#### REQUEST A
According to the SIESTA Query Processor readme, which two methods have been implemented on top of the basic SIESTA infrastructure?
#### REQUEST B
Reproduce the passage of the SIESTA Query Processor readme starting with "SIESTA Query Processor" and going on through "Signature and Set-Containment.".

#### TEXT SECTION
** Begin **
Skip to content

mavroudo/SequenceDetectionQueryExecutor

Repository files navigation

SIESTA Query Processor

This project implements the query processor of the SIESTA. A Scalable Infrastructure for Sequential Pattern Analysis. It utilizes the indices built by the Preprocess Component in order to efficiently respond to pattern queries. The supported functionalities so far is Pattern Detection, Pattern Continuation and Basic Statistics. There are a number of variations in the above queries that enables different scenarios.

Additionally, on top of the basic SIESTA infrastructure, 2 others methods have been implemented, namely Signature and Set-Containment.

Requirements

  • JDK 11
  • Maven

Setting properties

Before building the jar, you should modify the application/database properties located in resources/application.properties. These properties include, the choice of the database (Currently just s3 for S3), the choice for delta or not, depending on if the file was indexed using streaming (delta:true) or batching (delta:false), contact points, authentication information etc.

Build

Once properties are set, you can build the executable jar with the following command. Tests were skipped because they are tailored to a specific dataset (synthetic) used in the preprocess.

mvn package -Dmaven.test.skip //creates the jar without running the tests

Execution

For the web application to be served in production a tomcat server is required, and the app must be exported as a war file. For local deployment, with

java -jar target/siesta-query-processor-2.0.jar

Running in IntelliJ

To run it locally specify the properties in the application.properties file in the resources folder and then run the project after adding in the Add VM options under Run/Edit configurations the following line
--add-opens=java.base/sun.nio.ch=ALL-UNNAMED

Running in docker

To run it locally open a terminal inside SequenceDetectionQueryExecutor file and run:

docker-compose build
docker-compose up -d

Ensure that this docker and the database can communicate, either run database on a public ip or connect these two on the same network. You need to specify these environment variables (you can keep the default ones if you want) in the docker-compose file before running the QueryExecutor.

      master.uri: local[*]
      database: s3
      delta: false # True for streaming, False for batching
      #for s3 (minio)
      s3.endpoint: http://minio:9000
      s3.user: minioadmin
      s3.key: minioadmin
      s3.timeout: 600000
      server.port: 8090 

SIESTA Query type list

Below there is a list of all the possible SIESTA queries along with an example JSON or an example url assuming the Query Processor is running on localhost:8090

  • GET /health/check (Checks if the application is up and running)
  • GET /lognames (Returns the names of the different log databases)
  • POST /eventTypes (Returns the names of the different event types for a specific log database)
    Example JSON:
{
  "log_name" : "test"
}
  • GET /refreshData (Reloads metadata, this should run after a new log file is appended)
  • POST /metadata (Returns metadata for a specific log database)
    Example JSON:
{
  "log_name" : "test"
}
  • POST /stats (Returns basic statistics for each consecutive event-pair in the query pattern)
    Example JSON:
{
    "log_name": "test",
    "pattern": {
        "events": [
            {
                "name": "K",
                "position": 0
            },
            {
                "name": "L",
                "position": 1
            }
        ]
    }
}
  • POST /detection (Returns traces that contain an occurrence of the query pattern)
    Available symbols: _ (simple), + (Kleene +), * (Kleene *), || (or), ! (not)
** End **
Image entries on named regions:
** Begin **
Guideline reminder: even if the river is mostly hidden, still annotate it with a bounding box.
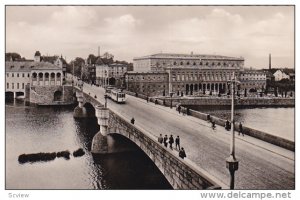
[5,101,172,189]
[192,107,295,141]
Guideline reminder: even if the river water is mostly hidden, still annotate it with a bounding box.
[5,102,172,189]
[192,107,295,141]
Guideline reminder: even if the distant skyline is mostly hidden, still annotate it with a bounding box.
[6,6,294,68]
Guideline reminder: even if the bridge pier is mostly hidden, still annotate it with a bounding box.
[73,91,87,118]
[91,105,109,154]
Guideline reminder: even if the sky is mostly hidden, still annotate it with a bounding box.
[5,6,294,69]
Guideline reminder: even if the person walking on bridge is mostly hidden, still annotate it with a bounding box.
[179,147,186,159]
[169,135,174,149]
[158,134,164,144]
[164,135,168,147]
[175,135,180,150]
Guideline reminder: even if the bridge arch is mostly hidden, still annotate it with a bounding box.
[83,102,96,117]
[53,90,63,101]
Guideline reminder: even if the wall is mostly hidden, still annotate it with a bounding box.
[30,86,73,105]
[109,109,225,189]
[79,91,226,189]
[188,109,295,151]
[161,97,295,107]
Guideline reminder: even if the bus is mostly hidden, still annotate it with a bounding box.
[110,89,126,103]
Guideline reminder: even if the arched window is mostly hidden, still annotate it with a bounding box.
[54,91,62,101]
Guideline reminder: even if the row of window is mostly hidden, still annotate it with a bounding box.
[6,83,25,89]
[6,73,30,78]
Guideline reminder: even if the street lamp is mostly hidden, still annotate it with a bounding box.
[226,72,239,189]
[104,94,108,108]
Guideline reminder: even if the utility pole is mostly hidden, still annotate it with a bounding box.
[226,72,239,190]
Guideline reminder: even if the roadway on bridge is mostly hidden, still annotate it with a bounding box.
[84,84,295,189]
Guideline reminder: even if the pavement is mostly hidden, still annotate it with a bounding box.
[83,84,295,190]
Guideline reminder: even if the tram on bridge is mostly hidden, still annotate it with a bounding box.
[105,87,126,103]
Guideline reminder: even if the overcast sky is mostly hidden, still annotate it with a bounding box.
[6,6,294,68]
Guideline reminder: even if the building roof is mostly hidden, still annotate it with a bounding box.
[5,61,62,72]
[133,53,244,61]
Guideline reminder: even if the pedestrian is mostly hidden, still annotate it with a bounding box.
[169,135,174,149]
[206,114,211,122]
[211,121,216,130]
[225,119,230,131]
[175,135,180,150]
[179,147,186,159]
[158,134,164,144]
[239,122,245,136]
[164,135,168,147]
[131,118,135,124]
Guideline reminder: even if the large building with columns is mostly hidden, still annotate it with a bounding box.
[126,53,244,95]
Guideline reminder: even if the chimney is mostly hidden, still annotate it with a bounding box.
[269,54,272,70]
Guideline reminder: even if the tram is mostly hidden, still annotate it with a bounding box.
[109,89,126,103]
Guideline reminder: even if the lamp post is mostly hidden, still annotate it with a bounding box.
[170,92,174,109]
[226,72,239,189]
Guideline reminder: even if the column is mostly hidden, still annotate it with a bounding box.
[73,91,87,118]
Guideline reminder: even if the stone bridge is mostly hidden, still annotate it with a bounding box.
[74,89,226,189]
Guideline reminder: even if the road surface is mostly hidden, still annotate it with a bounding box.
[83,84,295,189]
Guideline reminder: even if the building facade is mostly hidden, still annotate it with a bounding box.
[128,53,244,95]
[273,69,290,81]
[95,63,127,88]
[125,71,169,96]
[239,70,267,92]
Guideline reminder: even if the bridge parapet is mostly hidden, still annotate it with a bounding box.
[74,88,227,189]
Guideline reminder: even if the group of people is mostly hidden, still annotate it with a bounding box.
[158,134,186,159]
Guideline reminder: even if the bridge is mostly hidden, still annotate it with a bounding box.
[74,84,295,189]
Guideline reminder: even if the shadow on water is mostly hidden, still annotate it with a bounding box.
[93,134,172,189]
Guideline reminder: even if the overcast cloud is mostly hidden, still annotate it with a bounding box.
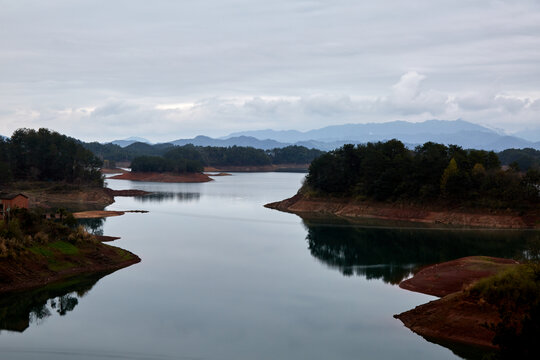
** End **
#### EXERCISE OUTPUT A
Signature and Set-Containment.

#### EXERCISE OUTPUT B
SIESTA Query Processor

This project implements the query processor of the SIESTA. A Scalable Infrastructure for Sequential Pattern Analysis. It utilizes the indices built by the Preprocess Component in order to efficiently respond to pattern queries. The supported functionalities so far is Pattern Detection, Pattern Continuation and Basic Statistics. There are a number of variations in the above queries that enables different scenarios.

Additionally, on top of the basic SIESTA infrastructure, 2 others methods have been implemented, namely Signature and Set-Containment.